#### [Written problem]
Copy each of the following rows exactly as it appears.

□ □ □ □ □ □ □

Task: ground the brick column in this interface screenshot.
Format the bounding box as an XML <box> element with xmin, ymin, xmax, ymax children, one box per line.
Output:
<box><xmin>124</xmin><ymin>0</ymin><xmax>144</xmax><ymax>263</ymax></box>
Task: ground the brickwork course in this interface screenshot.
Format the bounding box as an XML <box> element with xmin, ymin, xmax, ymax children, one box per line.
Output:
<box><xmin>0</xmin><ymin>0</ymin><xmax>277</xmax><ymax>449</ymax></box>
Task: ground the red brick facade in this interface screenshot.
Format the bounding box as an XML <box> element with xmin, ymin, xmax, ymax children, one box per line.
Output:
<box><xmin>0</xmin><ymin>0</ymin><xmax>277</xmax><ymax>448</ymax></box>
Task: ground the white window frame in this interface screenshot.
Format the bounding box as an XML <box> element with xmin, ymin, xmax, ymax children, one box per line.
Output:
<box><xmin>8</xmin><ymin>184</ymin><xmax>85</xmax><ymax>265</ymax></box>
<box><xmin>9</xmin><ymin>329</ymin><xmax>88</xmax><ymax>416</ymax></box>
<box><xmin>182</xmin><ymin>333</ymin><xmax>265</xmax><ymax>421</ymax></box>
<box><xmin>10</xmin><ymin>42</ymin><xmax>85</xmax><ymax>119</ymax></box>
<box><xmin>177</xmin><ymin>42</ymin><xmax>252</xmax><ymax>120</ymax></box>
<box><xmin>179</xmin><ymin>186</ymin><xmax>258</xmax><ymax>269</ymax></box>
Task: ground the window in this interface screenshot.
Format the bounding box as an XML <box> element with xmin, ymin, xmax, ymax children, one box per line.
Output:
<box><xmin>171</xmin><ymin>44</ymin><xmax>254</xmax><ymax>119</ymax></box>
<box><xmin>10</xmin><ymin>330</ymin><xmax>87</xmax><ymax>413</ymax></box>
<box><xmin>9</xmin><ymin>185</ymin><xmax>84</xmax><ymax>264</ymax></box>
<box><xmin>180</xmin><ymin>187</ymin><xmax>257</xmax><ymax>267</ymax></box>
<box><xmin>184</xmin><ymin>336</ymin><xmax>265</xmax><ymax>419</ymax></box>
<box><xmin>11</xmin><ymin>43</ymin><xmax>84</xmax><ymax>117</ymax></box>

□ □ □ □ □ □ □

#### [Answer]
Task: ground the brick column in this interface screenshot.
Format the bounding box as an XML <box> element with xmin, ymin, xmax, ymax children, one box per line.
Output:
<box><xmin>124</xmin><ymin>0</ymin><xmax>144</xmax><ymax>263</ymax></box>
Task: ground the brickwork course in this interface screenshot.
Format the bounding box as an XML <box> element with xmin, ymin, xmax, ymax children, one box per line.
Output:
<box><xmin>0</xmin><ymin>0</ymin><xmax>277</xmax><ymax>449</ymax></box>
Task: ground the red brick facade in this interface screenshot.
Format the bounding box as an XML <box> element with xmin, ymin, xmax, ymax children, one box per line.
Output:
<box><xmin>0</xmin><ymin>0</ymin><xmax>277</xmax><ymax>448</ymax></box>
Task: ground the white window frame in this interface screenshot.
Format the bounding box as an XML <box> element with xmin, ymin, xmax, ymax children, one box per line.
Output:
<box><xmin>8</xmin><ymin>184</ymin><xmax>85</xmax><ymax>265</ymax></box>
<box><xmin>9</xmin><ymin>329</ymin><xmax>88</xmax><ymax>416</ymax></box>
<box><xmin>182</xmin><ymin>333</ymin><xmax>265</xmax><ymax>421</ymax></box>
<box><xmin>10</xmin><ymin>42</ymin><xmax>85</xmax><ymax>119</ymax></box>
<box><xmin>177</xmin><ymin>42</ymin><xmax>252</xmax><ymax>120</ymax></box>
<box><xmin>179</xmin><ymin>186</ymin><xmax>258</xmax><ymax>269</ymax></box>
Task: ground the window in this interface screenshot.
Format the bounding box as an XML <box> element with xmin, ymin, xmax, ymax children, one box per line.
Output:
<box><xmin>171</xmin><ymin>44</ymin><xmax>254</xmax><ymax>119</ymax></box>
<box><xmin>10</xmin><ymin>330</ymin><xmax>87</xmax><ymax>413</ymax></box>
<box><xmin>9</xmin><ymin>185</ymin><xmax>84</xmax><ymax>264</ymax></box>
<box><xmin>180</xmin><ymin>187</ymin><xmax>257</xmax><ymax>267</ymax></box>
<box><xmin>184</xmin><ymin>336</ymin><xmax>265</xmax><ymax>419</ymax></box>
<box><xmin>11</xmin><ymin>43</ymin><xmax>84</xmax><ymax>117</ymax></box>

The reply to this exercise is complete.